*** Opening Data records ***

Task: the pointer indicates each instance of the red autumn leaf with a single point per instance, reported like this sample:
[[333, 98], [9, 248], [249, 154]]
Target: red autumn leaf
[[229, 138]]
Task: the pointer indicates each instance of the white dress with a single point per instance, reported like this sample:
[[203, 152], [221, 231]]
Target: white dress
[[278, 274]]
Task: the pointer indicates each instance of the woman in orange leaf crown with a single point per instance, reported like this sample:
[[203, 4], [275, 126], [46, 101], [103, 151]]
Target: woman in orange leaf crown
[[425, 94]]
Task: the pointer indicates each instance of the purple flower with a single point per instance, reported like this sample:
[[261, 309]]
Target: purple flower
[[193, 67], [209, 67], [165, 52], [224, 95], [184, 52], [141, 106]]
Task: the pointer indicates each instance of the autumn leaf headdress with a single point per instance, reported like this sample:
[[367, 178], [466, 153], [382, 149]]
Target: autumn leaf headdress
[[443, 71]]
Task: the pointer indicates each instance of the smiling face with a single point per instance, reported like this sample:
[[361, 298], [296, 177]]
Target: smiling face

*** Closing Data records ***
*** Opening Data records ***

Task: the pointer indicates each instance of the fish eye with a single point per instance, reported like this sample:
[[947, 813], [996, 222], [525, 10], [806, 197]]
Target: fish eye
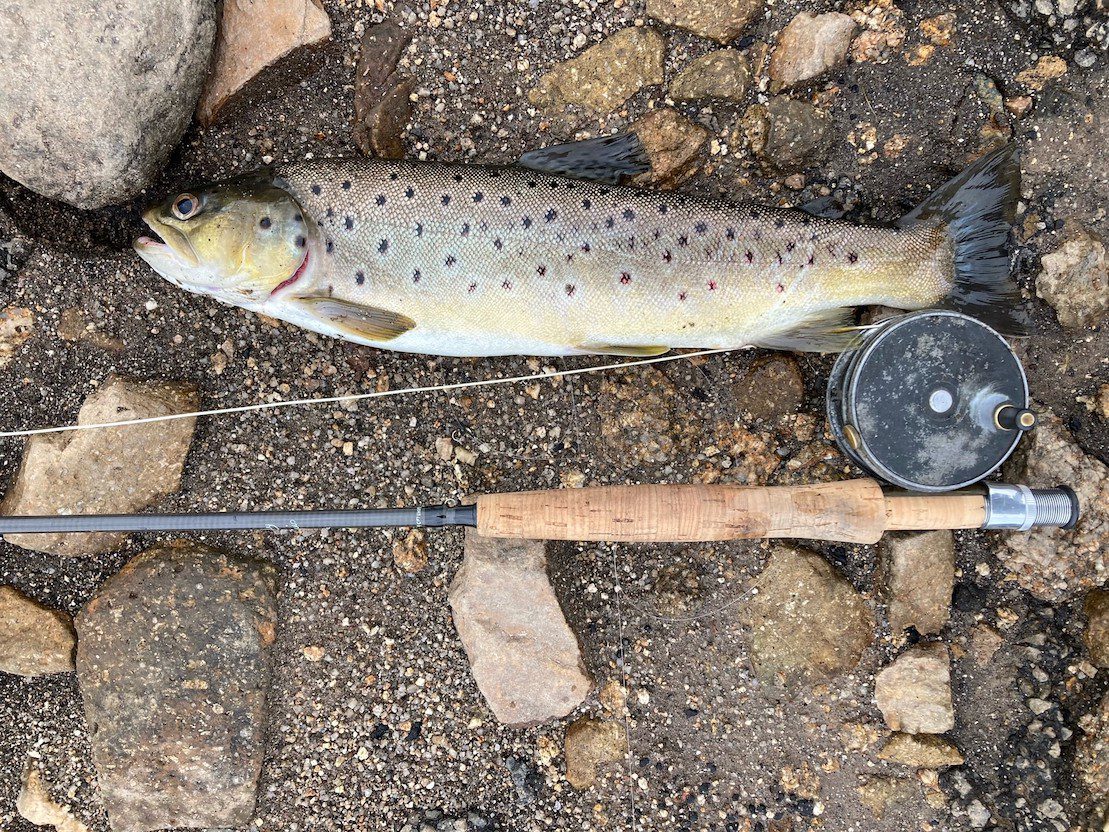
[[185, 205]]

*** Closing Data records ***

To do -> Please copy the lines in the records above between the one holding "Task: the pointer indicates each instance of the red" and the one holding "[[261, 309]]", inclusive, exactly and with no other line.

Exercise result ->
Task: the pointer indicates each instance of the red autumn leaf with a single point per instance, reported like this sample:
[[333, 98], [9, 248], [249, 154]]
Target: red autumn leaf
[[229, 138]]
Task: the pointer indicates each instance of the white dress with a single point per instance, reported like this sample:
[[203, 152], [221, 231]]
Target: white dress
[[278, 274]]
Task: the pointer indicates each instance of the woman in orange leaf crown with a single point per instance, reported like this sample:
[[203, 4], [275, 126], [46, 101], [103, 151]]
Target: woman in orange leaf crown
[[425, 94]]
Task: the pointer indicates each instance of the purple flower with a single point per instance, reported like this sample:
[[261, 309]]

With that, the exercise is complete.